Selected extract
#####
A mean-spirited streak
is creeping into studio-manufactured rom-coms these days -- you
know, where someone wants to sabotage his best friend's
wedding. This escalates in Fox's "What Happens in Vegas," a
film that views marriage as a combat sport.
Forced into a temporary marriage of inconvenience,
characters played by Cameron Diaz and Ashton Kutcher come out
fighting. They play every dirty trick on each other until, yes,
of course, they fall in love. But the film is interested only
in the dirty tricks; the love stuff is shrugged off with a
sneer.
The comedy will play to undemanding juvenile audiences who
only want to see two of Hollywood's bright young things diss
each other for 90 minutes. So Fox probably has a modest hit on
its hands. And if you're scoring this one, give Diaz a TKO.
She's had more experience making fluff stand up, even if it is
slightly rancid.
#####
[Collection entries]
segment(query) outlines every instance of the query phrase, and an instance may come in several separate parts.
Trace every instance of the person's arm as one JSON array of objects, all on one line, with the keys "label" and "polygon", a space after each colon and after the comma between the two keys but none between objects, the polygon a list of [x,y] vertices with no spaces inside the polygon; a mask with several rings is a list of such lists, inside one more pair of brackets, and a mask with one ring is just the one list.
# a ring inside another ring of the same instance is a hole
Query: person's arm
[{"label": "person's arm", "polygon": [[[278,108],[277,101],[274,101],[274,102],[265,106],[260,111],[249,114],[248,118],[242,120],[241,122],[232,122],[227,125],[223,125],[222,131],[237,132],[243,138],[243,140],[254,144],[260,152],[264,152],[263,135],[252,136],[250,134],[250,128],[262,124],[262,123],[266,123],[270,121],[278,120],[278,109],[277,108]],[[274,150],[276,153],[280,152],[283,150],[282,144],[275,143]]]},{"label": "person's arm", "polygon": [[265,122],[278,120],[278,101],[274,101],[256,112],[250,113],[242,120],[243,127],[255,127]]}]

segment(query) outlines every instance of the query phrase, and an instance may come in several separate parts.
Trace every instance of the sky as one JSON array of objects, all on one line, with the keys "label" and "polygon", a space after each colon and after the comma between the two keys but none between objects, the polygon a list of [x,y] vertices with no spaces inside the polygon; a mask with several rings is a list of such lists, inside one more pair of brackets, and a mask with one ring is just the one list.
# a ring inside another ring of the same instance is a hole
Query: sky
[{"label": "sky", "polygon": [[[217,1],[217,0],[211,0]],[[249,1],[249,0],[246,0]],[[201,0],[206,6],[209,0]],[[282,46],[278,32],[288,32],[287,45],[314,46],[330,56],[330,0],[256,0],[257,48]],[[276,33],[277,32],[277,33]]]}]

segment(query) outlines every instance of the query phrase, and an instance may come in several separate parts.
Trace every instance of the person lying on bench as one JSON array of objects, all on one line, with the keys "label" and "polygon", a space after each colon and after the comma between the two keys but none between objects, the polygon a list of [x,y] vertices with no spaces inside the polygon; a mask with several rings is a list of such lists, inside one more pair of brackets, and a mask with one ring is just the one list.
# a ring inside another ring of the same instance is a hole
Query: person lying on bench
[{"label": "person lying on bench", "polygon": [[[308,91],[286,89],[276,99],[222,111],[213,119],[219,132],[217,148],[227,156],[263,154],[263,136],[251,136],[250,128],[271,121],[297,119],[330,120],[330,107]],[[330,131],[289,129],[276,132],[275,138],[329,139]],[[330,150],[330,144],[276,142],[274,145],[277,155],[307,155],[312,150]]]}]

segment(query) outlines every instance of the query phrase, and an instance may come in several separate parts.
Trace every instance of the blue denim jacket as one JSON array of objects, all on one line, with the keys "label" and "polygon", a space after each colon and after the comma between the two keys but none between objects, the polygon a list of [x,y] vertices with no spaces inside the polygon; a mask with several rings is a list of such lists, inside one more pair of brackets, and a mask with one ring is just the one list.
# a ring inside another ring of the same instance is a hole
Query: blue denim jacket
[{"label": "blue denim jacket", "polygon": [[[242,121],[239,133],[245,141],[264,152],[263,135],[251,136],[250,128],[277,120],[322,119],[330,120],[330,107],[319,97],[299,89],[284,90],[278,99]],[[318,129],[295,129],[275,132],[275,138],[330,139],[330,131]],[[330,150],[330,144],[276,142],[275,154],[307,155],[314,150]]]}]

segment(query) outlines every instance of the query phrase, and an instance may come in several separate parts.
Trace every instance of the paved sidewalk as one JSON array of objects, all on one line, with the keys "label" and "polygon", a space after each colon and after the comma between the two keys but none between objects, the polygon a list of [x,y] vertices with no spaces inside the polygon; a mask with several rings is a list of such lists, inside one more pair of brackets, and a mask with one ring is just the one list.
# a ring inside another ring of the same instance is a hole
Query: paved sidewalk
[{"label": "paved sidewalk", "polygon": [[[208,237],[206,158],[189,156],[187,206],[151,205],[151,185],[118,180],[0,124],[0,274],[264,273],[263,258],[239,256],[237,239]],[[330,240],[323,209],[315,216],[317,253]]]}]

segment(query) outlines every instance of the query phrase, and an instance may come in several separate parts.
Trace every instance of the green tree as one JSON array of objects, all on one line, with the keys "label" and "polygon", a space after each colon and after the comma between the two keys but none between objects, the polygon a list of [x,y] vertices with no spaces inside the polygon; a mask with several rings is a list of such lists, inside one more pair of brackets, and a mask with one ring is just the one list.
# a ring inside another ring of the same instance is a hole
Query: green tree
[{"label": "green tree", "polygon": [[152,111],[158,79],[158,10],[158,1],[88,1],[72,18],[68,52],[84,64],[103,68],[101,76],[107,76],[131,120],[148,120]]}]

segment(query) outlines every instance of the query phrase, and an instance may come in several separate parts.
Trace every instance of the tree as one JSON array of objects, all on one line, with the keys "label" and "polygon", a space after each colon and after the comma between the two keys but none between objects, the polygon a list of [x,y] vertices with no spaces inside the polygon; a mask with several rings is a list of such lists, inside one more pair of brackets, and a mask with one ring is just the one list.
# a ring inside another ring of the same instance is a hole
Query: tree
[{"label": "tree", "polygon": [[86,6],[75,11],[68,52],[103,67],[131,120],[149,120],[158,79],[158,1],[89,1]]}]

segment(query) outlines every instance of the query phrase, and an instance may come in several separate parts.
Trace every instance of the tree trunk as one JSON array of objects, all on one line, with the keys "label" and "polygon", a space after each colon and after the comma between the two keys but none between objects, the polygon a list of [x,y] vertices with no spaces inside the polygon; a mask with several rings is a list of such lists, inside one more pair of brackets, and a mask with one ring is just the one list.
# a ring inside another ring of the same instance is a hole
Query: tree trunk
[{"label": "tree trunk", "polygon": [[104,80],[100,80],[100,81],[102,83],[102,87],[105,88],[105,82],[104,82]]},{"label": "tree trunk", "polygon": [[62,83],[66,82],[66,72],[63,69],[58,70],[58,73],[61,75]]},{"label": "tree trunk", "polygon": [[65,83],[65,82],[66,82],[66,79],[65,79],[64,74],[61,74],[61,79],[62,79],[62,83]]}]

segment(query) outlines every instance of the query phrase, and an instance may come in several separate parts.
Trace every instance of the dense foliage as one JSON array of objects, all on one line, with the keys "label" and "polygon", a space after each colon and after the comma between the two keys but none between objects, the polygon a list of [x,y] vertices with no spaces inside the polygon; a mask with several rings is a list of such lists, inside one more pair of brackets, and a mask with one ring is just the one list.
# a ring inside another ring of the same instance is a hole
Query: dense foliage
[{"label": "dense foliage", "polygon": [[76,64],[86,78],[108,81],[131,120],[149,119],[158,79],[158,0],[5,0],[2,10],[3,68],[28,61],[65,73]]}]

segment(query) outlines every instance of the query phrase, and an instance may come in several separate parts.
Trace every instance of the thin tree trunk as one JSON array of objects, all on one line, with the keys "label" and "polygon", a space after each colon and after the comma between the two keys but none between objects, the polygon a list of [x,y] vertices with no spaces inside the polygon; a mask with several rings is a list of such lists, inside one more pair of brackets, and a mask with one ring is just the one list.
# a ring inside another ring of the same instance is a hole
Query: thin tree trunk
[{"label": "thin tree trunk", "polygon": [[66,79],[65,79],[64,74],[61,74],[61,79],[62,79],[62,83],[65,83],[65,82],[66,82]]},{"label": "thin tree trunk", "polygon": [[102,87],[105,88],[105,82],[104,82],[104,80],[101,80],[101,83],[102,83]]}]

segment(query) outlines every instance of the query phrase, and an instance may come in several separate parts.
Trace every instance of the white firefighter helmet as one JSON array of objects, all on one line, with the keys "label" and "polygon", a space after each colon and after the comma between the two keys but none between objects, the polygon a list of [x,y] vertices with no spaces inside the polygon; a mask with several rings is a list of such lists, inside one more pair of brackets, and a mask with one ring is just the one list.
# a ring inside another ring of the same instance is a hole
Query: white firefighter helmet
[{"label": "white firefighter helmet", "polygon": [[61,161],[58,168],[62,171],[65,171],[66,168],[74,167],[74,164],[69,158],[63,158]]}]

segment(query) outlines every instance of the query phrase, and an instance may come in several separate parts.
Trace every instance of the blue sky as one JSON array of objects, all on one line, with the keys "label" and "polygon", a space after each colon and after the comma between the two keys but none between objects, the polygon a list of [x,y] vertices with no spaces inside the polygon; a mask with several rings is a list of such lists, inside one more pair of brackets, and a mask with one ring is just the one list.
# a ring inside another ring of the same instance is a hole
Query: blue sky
#####
Given problem A
List each proper name that appears in the film review, giving each only once.
Given problem B
According to the film review, why does Fox probably have a modest hit? Answer in one to three sentences.
Given problem C
Please write the next part of the film review, continuing from its final sentence.

Expected output A
Fox, "What Happens in Vegas," Cameron Diaz, Ashton Kutcher, Hollywood

Expected output B
The comedy will appeal to undemanding juvenile audiences who only want to watch two of Hollywood's bright young things diss each other for 90 minutes. That audience is expected to make the film a modest hit.

Expected output C
The setup is crudely designed in Dana Fox's screenplay. Two
"losers" from New York -- an insecure commodities trader who
got dumped by her boyfriend and a slacker who got fired by his
dad -- wind up drunk in Las Vegas with their best pals, played
in true second-banana wise-ass style by Lake Bell and Rob
Corddry. The couple wakes up with a hangover -- and a marriage
certificate. Each agrees it's all a mistake. Then a coin gets
tossed into a slot machine and the "couple" wins $3 million.
A curmudgeon judge (played by perpetually cranky Dennis
Miller) refuses to release the money to either member of the
pleasure-first generation he despises. Instead he sentences
them to "six months hard marriage" before they can get an
annulment and the money.
Most people would spend six months with a skunk for $1.5
million, but no, this sentence unleashes a series of wildly
unsuccessful attempts by each member of the unhappily married
couple, living in his unkempt flat, to get the other to give up
so as to win ALL the cash. Each attempt is lamely conceived and
all too predictable. Also, none is designed to make a viewer
care about either one.
British director Tom Vaughan ("Starter for 10") hits each
scene too hard, apparently in fear that subtlety counts for
nothing with the audience for "Vegas." He might not be wrong.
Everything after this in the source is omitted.